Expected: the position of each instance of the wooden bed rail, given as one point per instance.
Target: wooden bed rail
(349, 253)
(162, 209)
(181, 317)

**What the exercise asks**
Reproduce each entry above exactly, keeping every word.

**Response for this exercise**
Expected: the position of each instance of the wooden bed rail, given as one point per instance.
Target: wooden bed rail
(349, 253)
(162, 209)
(181, 317)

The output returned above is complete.